Les forces de la réaction, conservatrices et sociales-démocrates exultent. Après que des conseillers français de François Hollande, jouant aux « good cops » l’ont aidé à sa rédaction, Tsipras et le gouvernement grec ont envoyé cette nuit un projet d’accord qui reprend quasiment terme à terme celui rejeté massivement dimanche dernier par la population grecque, au premier rang de laquelle les salarié-e-s et les chômeur-se-s.
Si 62% des électeurs se sont prononcés contre le projet d’accord de la Troïka c’est qu’ils savent bien ce qu’ils endurent depuis cinq ans et que tout nouveau plan d’austérité les précipitera davantage dans la précarité et la misère, c’est que le peuple grec veut regagner sa dignité et la maîtrise de son destin.
En prenant le contre-pied de ce vote, le gouvernement grec répond évidemment à une pression de la Troïka qui n’a cessé de grandir ces dernières semaines et encore plus depuis lundi.
Tsipras arrive au terme d’une nouvelle manche dans le bras de fer qui l’oppose à la Troïka. Après le succès du référendum, le signal envoyé par les dirigeants européens était sans ambiguïté : pas question d’accepter la volonté du peuple grec.
Le premier choix de l’alternative était est de s’engager dans la rupture avec les institutions et les règles de l’Union européenne, ce qui impliquerait de prendre le contrôle du système bancaire, d’arrêter le paiement de la dette et d’organiser la mobilisation populaire pour bloquer toutes les tentatives de sabotage intérieures et extérieures. Jusqu’ici, le gouvernement de Tsipras a refusé de s’engager dans cette voie qui, si elle s’exclut pas des manœuvres nécessaires vis-à-vis des institutions, engage clairement la population à s’organiser et à se mobiliser pour être les acteurs directs de leur destin.

TRAVAIL DEMANDÉ:
(1) Recopiez fidèlement le passage de l'extrait sur le gouvernement grec qui commence aux mots « Le premier choix » et s'achève après les mots « de leur destin. ».
(2) Énumérez toutes les mesures qu'impliquerait, selon l'extrait sur le gouvernement grec, une rupture avec les institutions et les règles de l'Union européenne.
La liste qui suit n'a aucun rapport avec l'extrait sur le gouvernement grec.

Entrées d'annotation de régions
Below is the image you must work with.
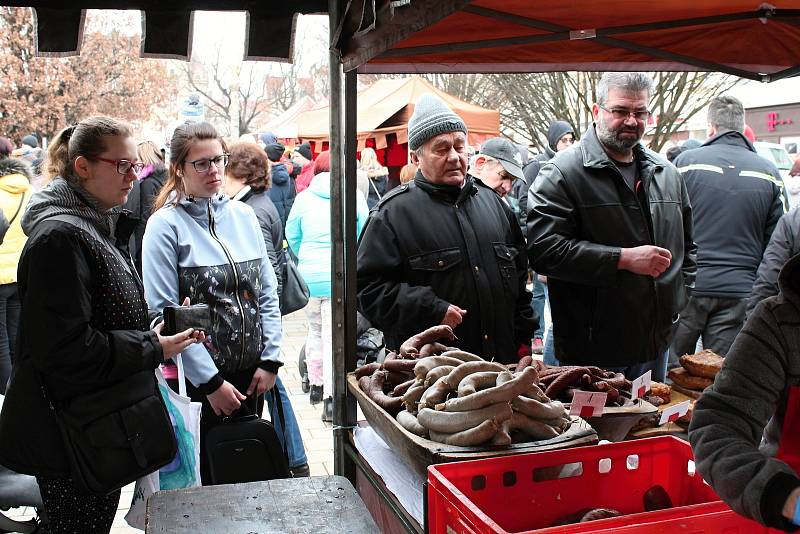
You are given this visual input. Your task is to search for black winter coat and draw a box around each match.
[528,126,696,367]
[235,187,286,298]
[357,173,536,362]
[675,132,783,298]
[747,208,800,317]
[0,193,163,477]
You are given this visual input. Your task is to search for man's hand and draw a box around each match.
[783,488,800,526]
[247,367,278,397]
[441,304,467,330]
[208,380,247,415]
[617,245,672,278]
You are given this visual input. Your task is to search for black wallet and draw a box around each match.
[161,304,211,336]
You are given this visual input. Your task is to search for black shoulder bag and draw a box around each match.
[42,215,178,495]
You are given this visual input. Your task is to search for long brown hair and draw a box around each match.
[42,116,133,183]
[153,122,228,212]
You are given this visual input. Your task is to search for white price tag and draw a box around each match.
[658,401,692,426]
[631,371,653,400]
[569,391,608,418]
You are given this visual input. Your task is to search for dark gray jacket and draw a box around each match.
[675,132,783,298]
[528,126,696,367]
[747,209,800,317]
[689,256,800,531]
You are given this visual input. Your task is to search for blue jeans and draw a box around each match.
[264,377,308,468]
[531,280,547,339]
[0,284,21,395]
[543,325,561,365]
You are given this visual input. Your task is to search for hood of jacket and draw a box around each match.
[0,158,33,188]
[270,163,289,185]
[308,172,331,199]
[547,121,575,153]
[700,131,756,152]
[21,176,121,237]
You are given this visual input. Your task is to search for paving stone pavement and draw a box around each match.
[4,310,333,534]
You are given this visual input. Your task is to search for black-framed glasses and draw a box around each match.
[186,154,229,174]
[597,104,650,121]
[89,156,144,176]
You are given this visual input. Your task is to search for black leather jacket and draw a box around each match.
[357,173,535,362]
[528,126,697,367]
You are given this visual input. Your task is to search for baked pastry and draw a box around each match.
[680,350,725,379]
[667,367,714,391]
[650,382,672,403]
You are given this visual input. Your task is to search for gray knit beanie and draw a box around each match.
[408,93,467,150]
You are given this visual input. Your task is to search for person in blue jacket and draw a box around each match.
[286,150,369,421]
[142,123,283,484]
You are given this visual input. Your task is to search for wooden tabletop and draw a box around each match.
[145,476,379,534]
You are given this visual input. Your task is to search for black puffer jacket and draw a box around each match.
[357,172,536,362]
[528,126,696,367]
[675,132,783,298]
[0,178,163,477]
[233,185,286,298]
[747,208,800,317]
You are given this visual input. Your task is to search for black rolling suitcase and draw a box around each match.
[205,387,292,485]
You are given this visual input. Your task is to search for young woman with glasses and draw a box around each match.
[142,123,282,483]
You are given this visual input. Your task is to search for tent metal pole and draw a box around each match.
[328,0,355,485]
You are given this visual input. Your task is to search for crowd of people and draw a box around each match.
[0,73,800,532]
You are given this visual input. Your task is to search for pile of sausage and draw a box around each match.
[356,326,570,446]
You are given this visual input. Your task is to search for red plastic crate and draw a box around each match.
[428,436,770,534]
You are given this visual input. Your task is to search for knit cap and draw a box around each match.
[408,93,467,150]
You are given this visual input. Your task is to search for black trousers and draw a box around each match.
[186,367,264,486]
[668,296,747,369]
[36,477,120,534]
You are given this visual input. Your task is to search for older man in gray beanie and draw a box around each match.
[357,94,536,363]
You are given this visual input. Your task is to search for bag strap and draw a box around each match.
[269,384,291,467]
[8,193,25,228]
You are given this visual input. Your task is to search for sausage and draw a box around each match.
[419,375,452,408]
[356,362,383,379]
[419,343,447,358]
[425,365,455,387]
[400,324,456,357]
[396,410,428,438]
[436,367,536,412]
[392,378,416,397]
[510,412,559,441]
[489,420,511,447]
[402,380,427,414]
[430,419,498,447]
[358,371,403,417]
[544,367,585,399]
[414,356,461,380]
[442,347,486,362]
[458,371,499,397]
[516,356,533,371]
[417,402,512,439]
[440,356,506,394]
[511,397,567,419]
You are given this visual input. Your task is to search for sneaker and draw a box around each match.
[322,397,333,423]
[308,385,322,404]
[289,464,311,478]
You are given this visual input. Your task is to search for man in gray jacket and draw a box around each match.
[689,256,800,532]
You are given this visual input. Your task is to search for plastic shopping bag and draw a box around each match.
[125,356,202,530]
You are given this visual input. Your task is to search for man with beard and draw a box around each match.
[357,94,534,363]
[527,72,697,380]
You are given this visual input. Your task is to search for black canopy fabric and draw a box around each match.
[7,0,328,62]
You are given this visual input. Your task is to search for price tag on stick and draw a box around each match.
[569,391,608,418]
[631,371,653,400]
[658,401,691,426]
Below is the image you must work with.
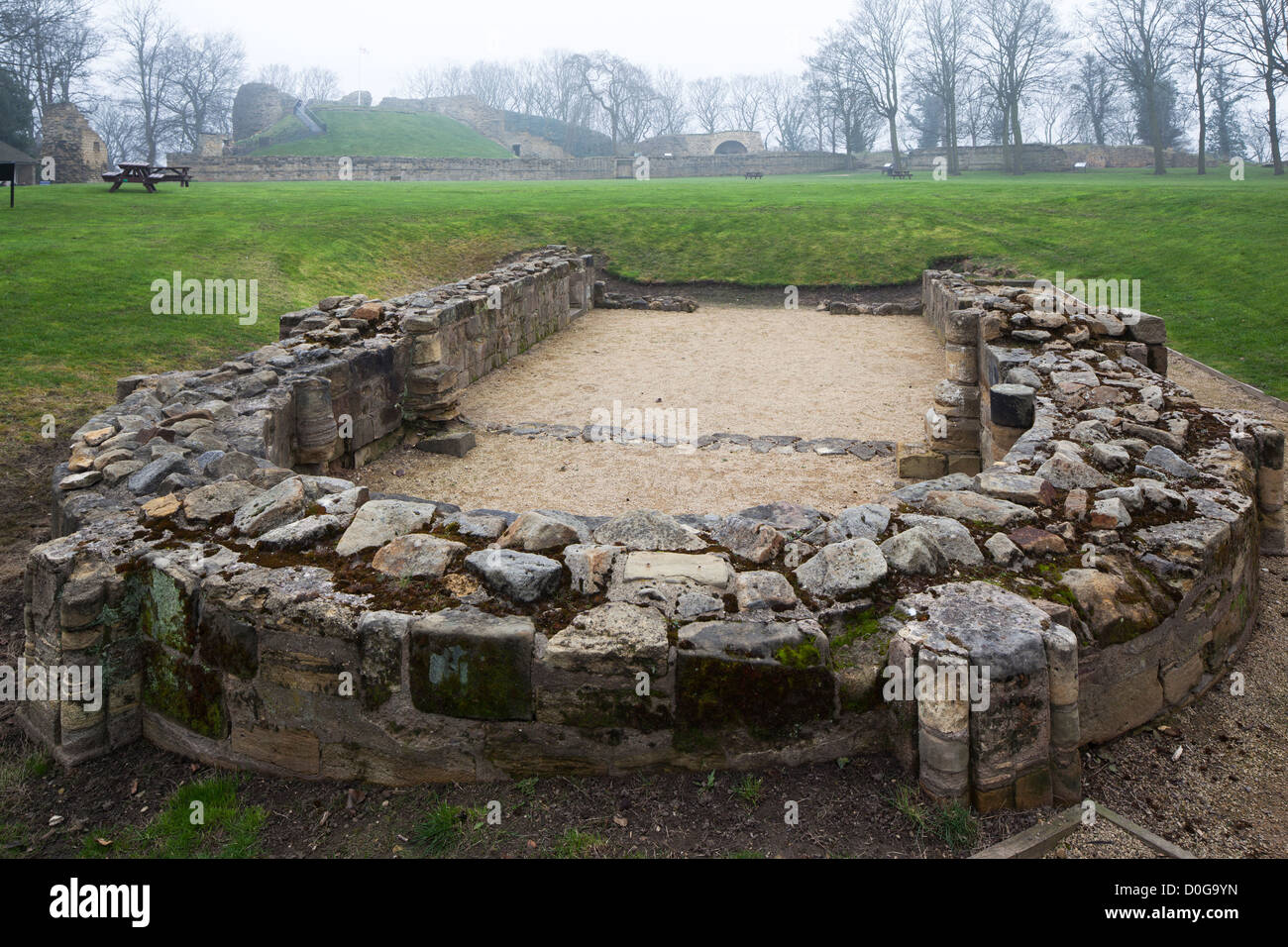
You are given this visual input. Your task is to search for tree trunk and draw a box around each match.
[1194,65,1207,174]
[1145,78,1167,174]
[944,93,962,177]
[1012,95,1024,174]
[1266,69,1284,175]
[1002,106,1015,174]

RÉSULTATS ATTENDUS:
(1)
Le premier choix de l’alternative était est de s’engager dans la rupture avec les institutions et les règles de l’Union européenne, ce qui impliquerait de prendre le contrôle du système bancaire, d’arrêter le paiement de la dette et d’organiser la mobilisation populaire pour bloquer toutes les tentatives de sabotage intérieures et extérieures. Jusqu’ici, le gouvernement de Tsipras a refusé de s’engager dans cette voie qui, si elle s’exclut pas des manœuvres nécessaires vis-à-vis des institutions, engage clairement la population à s’organiser et à se mobiliser pour être les acteurs directs de leur destin.

(2)
- prendre le contrôle du système bancaire
- arrêter le paiement de la dette
- organiser la mobilisation populaire pour bloquer toutes les tentatives de sabotage intérieures et extérieures